===== FRAGMENTO SELECCIONADO =====

“PIES PARA QUE LOS QUIERO, SI TENGO ALAS PARA VOLAR”
Magdalena Carmen Frida Kahlo decía que había nacido con la Revolución. Su identidad, talento e ideología seguramente se forjaron gracias a este movimiento armado, pero Frida nació muchas veces. Jamás se dejó vencer por las múltiples heridas físicas y emocionales que la vida le infligió. Nació en la Ciudad de México el 6 de julio de 1907 y aprendió desde pequeña a trascender los impedimentos de la discapacidad. A los seis años enfermó de poliomielitis y tuvo que permanecer muchos meses en cama y varios más sin poder integrarse plenamente a los juegos infantiles, de donde la enfermedad la había arrancado.
Fue su padre, Guillermo Kahlo, quien la animó a rehabilitarse por medio de juegos considerados poco femeninos para la época, como el box y el futbol; prácticas que aunque la vigorizaron, no lograron solucionar las secuelas que dejó el padecimiento en su pierna derecha.

===== INFORMACIÓN PROPORCIONADA =====

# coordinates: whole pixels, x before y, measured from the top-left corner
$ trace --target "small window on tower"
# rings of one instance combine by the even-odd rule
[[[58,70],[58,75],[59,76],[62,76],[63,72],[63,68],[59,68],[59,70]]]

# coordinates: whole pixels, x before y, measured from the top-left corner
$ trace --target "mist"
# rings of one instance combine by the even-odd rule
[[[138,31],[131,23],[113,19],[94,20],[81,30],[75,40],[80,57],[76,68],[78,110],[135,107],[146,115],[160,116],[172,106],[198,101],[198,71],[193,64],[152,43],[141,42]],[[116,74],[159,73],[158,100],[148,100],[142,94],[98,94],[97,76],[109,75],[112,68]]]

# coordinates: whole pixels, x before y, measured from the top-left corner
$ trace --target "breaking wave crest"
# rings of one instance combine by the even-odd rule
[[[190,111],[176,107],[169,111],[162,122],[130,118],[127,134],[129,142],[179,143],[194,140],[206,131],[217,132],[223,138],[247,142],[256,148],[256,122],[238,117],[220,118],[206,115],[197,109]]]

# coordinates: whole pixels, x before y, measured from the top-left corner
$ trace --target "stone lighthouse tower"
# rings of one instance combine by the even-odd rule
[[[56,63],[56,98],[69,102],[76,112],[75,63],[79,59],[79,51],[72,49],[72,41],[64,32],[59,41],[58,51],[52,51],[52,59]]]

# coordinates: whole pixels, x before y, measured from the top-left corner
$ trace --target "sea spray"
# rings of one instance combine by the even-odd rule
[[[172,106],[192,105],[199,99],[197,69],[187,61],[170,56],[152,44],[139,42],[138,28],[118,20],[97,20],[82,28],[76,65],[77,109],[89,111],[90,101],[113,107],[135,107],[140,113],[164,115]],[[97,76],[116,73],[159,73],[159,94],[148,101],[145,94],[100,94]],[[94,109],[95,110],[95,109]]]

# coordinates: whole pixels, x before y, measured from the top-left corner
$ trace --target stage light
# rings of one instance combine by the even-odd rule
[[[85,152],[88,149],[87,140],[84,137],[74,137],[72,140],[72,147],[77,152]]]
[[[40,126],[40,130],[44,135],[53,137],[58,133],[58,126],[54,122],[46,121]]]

=====

> [EJERCICIO]
Copia el pasaje del fragmento sobre Frida Kahlo que comienza en las palabras "Magdalena Carmen Frida" y termina después de "la había arrancado.". Sustituye en él "poliomielitis" por "escarlatina".

> [EJERCICIO RESUELTO]
Magdalena Carmen Frida Kahlo decía que había nacido con la Revolución. Su identidad, talento e ideología seguramente se forjaron gracias a este movimiento armado, pero Frida nació muchas veces. Jamás se dejó vencer por las múltiples heridas físicas y emocionales que la vida le infligió. Nació en la Ciudad de México el 6 de julio de 1907 y aprendió desde pequeña a trascender los impedimentos de la discapacidad. A los seis años enfermó de escarlatina y tuvo que permanecer muchos meses en cama y varios más sin poder integrarse plenamente a los juegos infantiles, de donde la enfermedad la había arrancado.